--- BEGIN PROVIDED TEXT ---
It is considered part of the Online Étiquette to always check if the website you want to extract the information from has a public API for this use, instead of programming a scrapper that can crash the host server. You might be wondering why not all websites set up an API for this. Well, maybe they haven’t thought about it or maybe they don’t want you to obtain this information in the first place. This raises a very important question for us all.

Is Web Scraping legal?

Due to the increasing popularity and use of web scraping, along with some legal cases, many people asks: Is web scraping legal? In reality, this question might be difficult to access and it would depend on the geographical/institutional/legal grounds where it is asked and, most importantly, I’m no lawyer at all. However, there is a few point that we should always take into account.

For example, what kind of data are we extracting from the web? It is important that we make sure that we are extracting Publicly Available Data. Information is considered publicly available when…

• The user has made the data public
• No account or login information is required to access the data
• The robots.txt file does not prohibit the extraction of the information we are targeting.

While the first two points do not require further explanation, the third one might have left you wondering… robots???

A robots.txt file is a set of rules that automated bots should follow while crawling and scraping the information in the website. You can check the robots.txt file from Wikipedia as an example. Please notice how they warn about way too fast spiders. PromptCloud.com has a straightforward article on how to read and respect robots.txt files.

For more information about the legality of web scraping, you can check this short video from ParseHub.

How does Web Scraping works?

As we mentioned before, Web Scraping is the process of extracting information from the web. However, in order to extract it, you would first have to search for this data even within a single website. Therefore, we usually talk about making use of a web crawler and a web scraper.
--- END PROVIDED TEXT ---
--- BEGIN MATERIAL SUPPLIED ---
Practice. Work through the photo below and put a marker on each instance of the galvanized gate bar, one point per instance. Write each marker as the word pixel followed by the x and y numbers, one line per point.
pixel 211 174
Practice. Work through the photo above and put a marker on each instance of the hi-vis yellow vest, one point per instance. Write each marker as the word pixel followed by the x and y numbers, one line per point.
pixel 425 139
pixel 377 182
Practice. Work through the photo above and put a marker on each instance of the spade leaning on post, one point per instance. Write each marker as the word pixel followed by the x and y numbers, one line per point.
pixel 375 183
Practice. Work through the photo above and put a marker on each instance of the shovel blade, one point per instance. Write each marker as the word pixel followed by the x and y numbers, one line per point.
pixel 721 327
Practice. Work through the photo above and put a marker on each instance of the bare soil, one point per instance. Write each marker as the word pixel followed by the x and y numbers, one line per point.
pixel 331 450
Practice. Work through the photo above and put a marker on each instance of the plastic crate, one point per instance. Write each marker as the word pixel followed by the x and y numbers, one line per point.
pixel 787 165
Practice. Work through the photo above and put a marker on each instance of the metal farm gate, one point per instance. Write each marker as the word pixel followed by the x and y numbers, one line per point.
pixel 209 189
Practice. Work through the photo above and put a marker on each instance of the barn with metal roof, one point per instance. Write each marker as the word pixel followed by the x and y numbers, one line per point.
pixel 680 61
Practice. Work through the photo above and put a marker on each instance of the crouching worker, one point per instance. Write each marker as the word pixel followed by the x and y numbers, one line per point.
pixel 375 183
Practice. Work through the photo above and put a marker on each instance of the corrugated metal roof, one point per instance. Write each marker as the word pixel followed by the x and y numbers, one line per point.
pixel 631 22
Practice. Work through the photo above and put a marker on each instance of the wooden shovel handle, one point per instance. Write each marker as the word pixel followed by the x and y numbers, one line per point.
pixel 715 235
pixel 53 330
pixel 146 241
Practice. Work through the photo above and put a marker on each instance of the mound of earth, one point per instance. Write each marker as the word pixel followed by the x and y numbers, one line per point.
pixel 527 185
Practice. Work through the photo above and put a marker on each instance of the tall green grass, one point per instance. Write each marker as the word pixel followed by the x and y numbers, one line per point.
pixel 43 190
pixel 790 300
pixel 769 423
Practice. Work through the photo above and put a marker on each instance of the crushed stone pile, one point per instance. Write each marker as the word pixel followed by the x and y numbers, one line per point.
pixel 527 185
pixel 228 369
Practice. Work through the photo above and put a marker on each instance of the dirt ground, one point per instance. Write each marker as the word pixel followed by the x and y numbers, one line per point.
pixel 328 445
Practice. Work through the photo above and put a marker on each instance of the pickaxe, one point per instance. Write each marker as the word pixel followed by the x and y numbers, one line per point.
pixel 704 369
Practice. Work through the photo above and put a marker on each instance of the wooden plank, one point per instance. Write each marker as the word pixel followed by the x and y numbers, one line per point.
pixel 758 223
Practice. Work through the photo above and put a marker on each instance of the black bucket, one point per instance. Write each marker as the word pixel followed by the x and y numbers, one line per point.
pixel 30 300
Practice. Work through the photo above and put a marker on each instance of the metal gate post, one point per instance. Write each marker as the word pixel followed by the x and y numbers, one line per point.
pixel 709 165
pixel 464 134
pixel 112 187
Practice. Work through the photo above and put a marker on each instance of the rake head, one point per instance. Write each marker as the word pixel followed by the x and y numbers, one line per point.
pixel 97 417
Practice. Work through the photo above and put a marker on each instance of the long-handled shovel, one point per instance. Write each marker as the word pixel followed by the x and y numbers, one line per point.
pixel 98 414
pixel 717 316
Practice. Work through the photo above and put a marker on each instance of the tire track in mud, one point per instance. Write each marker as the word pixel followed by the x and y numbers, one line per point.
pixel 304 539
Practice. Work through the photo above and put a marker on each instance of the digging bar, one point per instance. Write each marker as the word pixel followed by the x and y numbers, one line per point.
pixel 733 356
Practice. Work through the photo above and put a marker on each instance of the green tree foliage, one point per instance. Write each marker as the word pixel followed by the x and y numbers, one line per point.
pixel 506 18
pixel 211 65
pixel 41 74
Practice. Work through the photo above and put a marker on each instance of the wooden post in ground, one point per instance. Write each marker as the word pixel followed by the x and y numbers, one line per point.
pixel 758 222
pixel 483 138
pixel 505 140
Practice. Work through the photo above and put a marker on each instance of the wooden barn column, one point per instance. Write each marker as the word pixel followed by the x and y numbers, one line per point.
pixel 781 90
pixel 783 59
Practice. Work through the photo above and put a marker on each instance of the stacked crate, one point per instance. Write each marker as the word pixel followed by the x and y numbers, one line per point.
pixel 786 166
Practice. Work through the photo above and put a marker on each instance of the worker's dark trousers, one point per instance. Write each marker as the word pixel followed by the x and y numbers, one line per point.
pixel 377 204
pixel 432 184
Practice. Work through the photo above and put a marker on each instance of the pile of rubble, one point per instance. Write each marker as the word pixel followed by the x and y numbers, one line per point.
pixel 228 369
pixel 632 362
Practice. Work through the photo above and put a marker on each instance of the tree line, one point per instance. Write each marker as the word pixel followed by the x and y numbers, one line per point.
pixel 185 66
--- END MATERIAL SUPPLIED ---
◆ WHAT NEEDS TO BE DONE ◆
Reproduce the complete text on web scraping from above, word for word and without any changes.

◆ TASK OUTPUT ◆
It is considered part of the Online Étiquette to always check if the website you want to extract the information from has a public API for this use, instead of programming a scrapper that can crash the host server. You might be wondering why not all websites set up an API for this. Well, maybe they haven’t thought about it or maybe they don’t want you to obtain this information in the first place. This raises a very important question for us all.

Is Web Scraping legal?

Due to the increasing popularity and use of web scraping, along with some legal cases, many people asks: Is web scraping legal? In reality, this question might be difficult to access and it would depend on the geographical/institutional/legal grounds where it is asked and, most importantly, I’m no lawyer at all. However, there is a few point that we should always take into account.

For example, what kind of data are we extracting from the web? It is important that we make sure that we are extracting Publicly Available Data. Information is considered publicly available when…

• The user has made the data public
• No account or login information is required to access the data
• The robots.txt file does not prohibit the extraction of the information we are targeting.

While the first two points do not require further explanation, the third one might have left you wondering… robots???

A robots.txt file is a set of rules that automated bots should follow while crawling and scraping the information in the website. You can check the robots.txt file from Wikipedia as an example. Please notice how they warn about way too fast spiders. PromptCloud.com has a straightforward article on how to read and respect robots.txt files.

For more information about the legality of web scraping, you can check this short video from ParseHub.

How does Web Scraping works?

As we mentioned before, Web Scraping is the process of extracting information from the web. However, in order to extract it, you would first have to search for this data even within a single website. Therefore, we usually talk about making use of a web crawler and a web scraper.